### Kutipan
PK
Berkali-kali Melawan Kepastian Hukum?
Romli Atmasasmita ;
Profesor Emeritus Universitas Padjadjaran
|
KORAN
SINDO, 10 Maret 2014
Penegakan
hukum di Indonesia saat ini sarat dengan ambiguitas kepercayaan publik
tentang akuntabilitas dan kredibilitas, sejak penyidikan sampai pada
pemeriksaan pengadilan. Cita keadilan yang dibungkus bingkai kepastian hukum
tidak selalu memberikan keadilan nyata bagi pencari keadilan bahkan terkesan
lebih banyak berpihak kepada kekuasaan (negara).
######
### Data
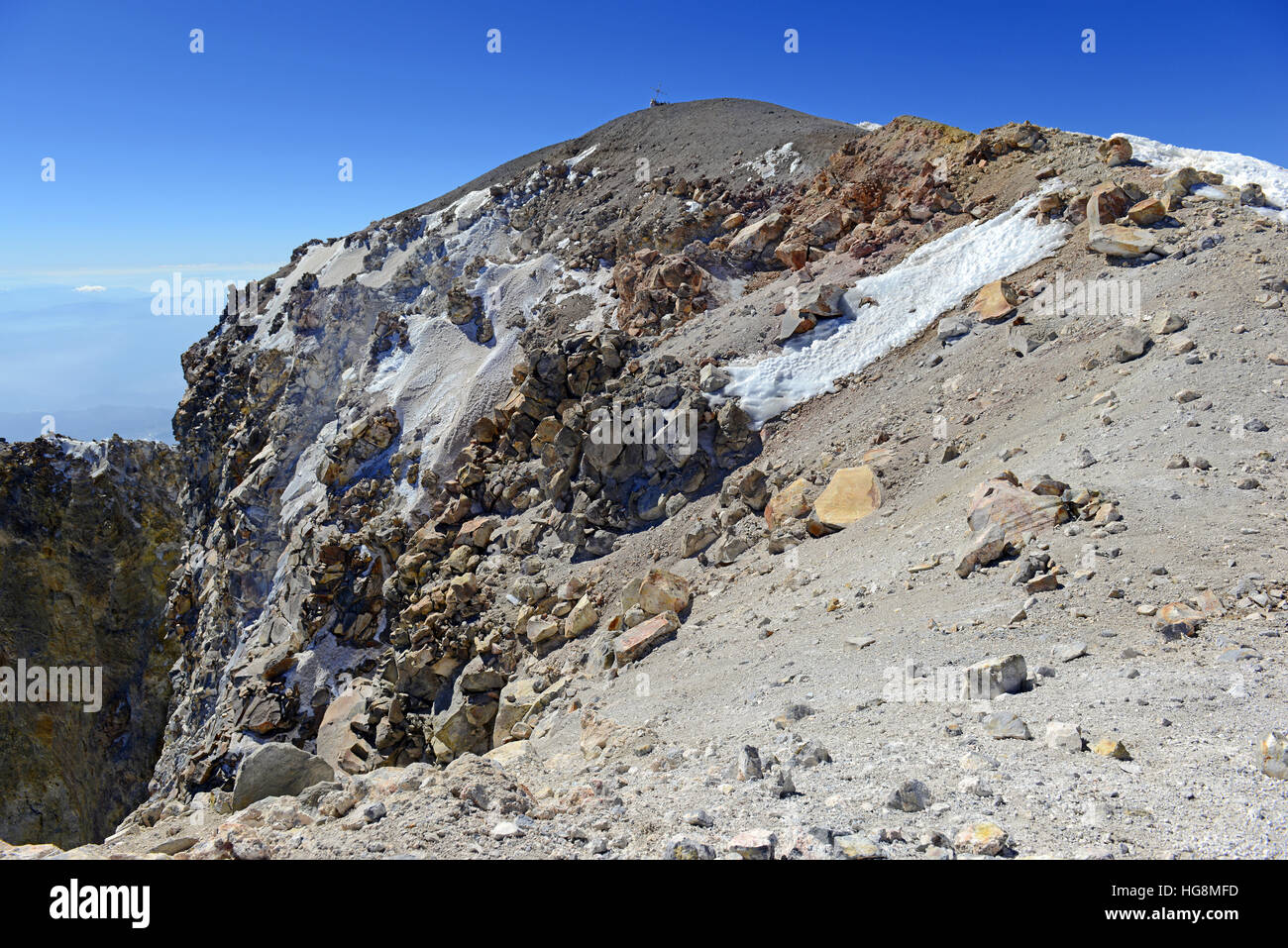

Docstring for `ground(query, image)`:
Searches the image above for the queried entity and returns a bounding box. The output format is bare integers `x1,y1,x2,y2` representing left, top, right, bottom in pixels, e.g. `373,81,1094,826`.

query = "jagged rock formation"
141,97,824,797
10,100,1288,858
0,438,179,846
######
Yang Perlu Dikerjakan:
- a) Salin bagian kutipan tentang penegakan hukum itu persis seperti aslinya, mulai dari kata-kata yang memuat "Romli Atmasasmita ;" dan berhenti setelah "kepada kekuasaan (negara).".
- b) Ubah semua baris pada listing di atas menjadi daftar bernomor tanpa baris kosong, dan jangan sertakan gambarnya dalam jawaban.

Daftar Jawaban:
- a)
Romli Atmasasmita ;
Profesor Emeritus Universitas Padjadjaran
|
KORAN
SINDO, 10 Maret 2014
Penegakan
hukum di Indonesia saat ini sarat dengan ambiguitas kepercayaan publik
tentang akuntabilitas dan kredibilitas, sejak penyidikan sampai pada
pemeriksaan pengadilan. Cita keadilan yang dibungkus bingkai kepastian hukum
tidak selalu memberikan keadilan nyata bagi pencari keadilan bahkan terkesan
lebih banyak berpihak kepada kekuasaan (negara).

- b)
1. Docstring for `ground(query, image)`:
2. Searches the image above for the queried entity and returns a bounding box. The output format is bare integers `x1,y1,x2,y2` representing left, top, right, bottom in pixels, e.g. `373,81,1094,826`.
3. query = "jagged rock formation"
4. 141,97,824,797
5. 10,100,1288,858
6. 0,438,179,846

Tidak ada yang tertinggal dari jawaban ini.